#### YOUR OBJECTIVE:
Print the material below word for word, leaving out the picture.

----- RECORDED INFORMATION

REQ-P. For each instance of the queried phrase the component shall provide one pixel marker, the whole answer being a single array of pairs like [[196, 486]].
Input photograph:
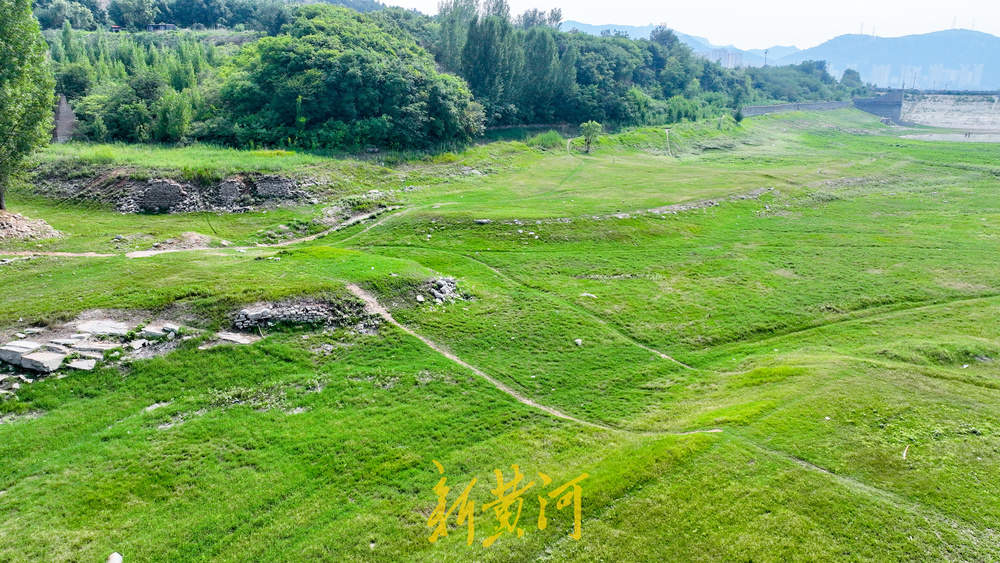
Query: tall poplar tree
[[26, 89]]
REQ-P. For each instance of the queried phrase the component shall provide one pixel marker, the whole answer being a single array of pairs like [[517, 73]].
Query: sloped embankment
[[130, 194]]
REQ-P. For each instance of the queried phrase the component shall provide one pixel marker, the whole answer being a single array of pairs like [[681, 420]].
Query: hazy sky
[[750, 24]]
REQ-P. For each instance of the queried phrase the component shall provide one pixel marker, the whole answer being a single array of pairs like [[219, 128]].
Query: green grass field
[[835, 306]]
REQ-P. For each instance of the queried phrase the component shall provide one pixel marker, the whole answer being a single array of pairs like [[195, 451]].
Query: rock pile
[[310, 312], [443, 290], [165, 195], [14, 226]]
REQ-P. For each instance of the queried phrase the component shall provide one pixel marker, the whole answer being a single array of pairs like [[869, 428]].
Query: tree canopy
[[26, 88]]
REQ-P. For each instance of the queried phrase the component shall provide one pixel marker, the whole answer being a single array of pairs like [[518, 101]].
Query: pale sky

----------

#### FINAL RESULT:
REQ-P. For each instance of the queried phrase the component shall provide one pixel marker, the whole answer being a single array of pairs like [[196, 486]].
Input photograph:
Query: tall poplar tree
[[26, 89]]
REQ-P. For each instance of the queried phrase the component shall provide one pixel marker, the whole answer being a single array of pairs like [[517, 73]].
Query: sloped embankment
[[130, 194]]
REQ-P. For each instance of the queried phrase the component shall provide one pixel marker, the whole answer being a single array of pairs like [[681, 420]].
Query: hazy sky
[[750, 24]]
REQ-P. For each instance of the queried phrase the component shall provide one pixel marker, the whole answer being a single array of pairs like [[219, 128]].
Query: green grass field
[[835, 306]]
REQ-P. For each instance of the queried phrase the component shall provide one pixel marker, the whole answer being a single array of pairs like [[195, 451]].
Query: rock pile
[[310, 312], [443, 290], [165, 195], [14, 226]]
REQ-P. For each instance of the queried phrase the component shall provide one pixel marker, the whole answer being a single array of pairs like [[869, 428]].
Query: tree canopy
[[26, 88]]
REQ-P. For each instance of the queried phrase the component shall provide one pixel marker, the whole answer being a single array of pairs like [[518, 101]].
Query: pale sky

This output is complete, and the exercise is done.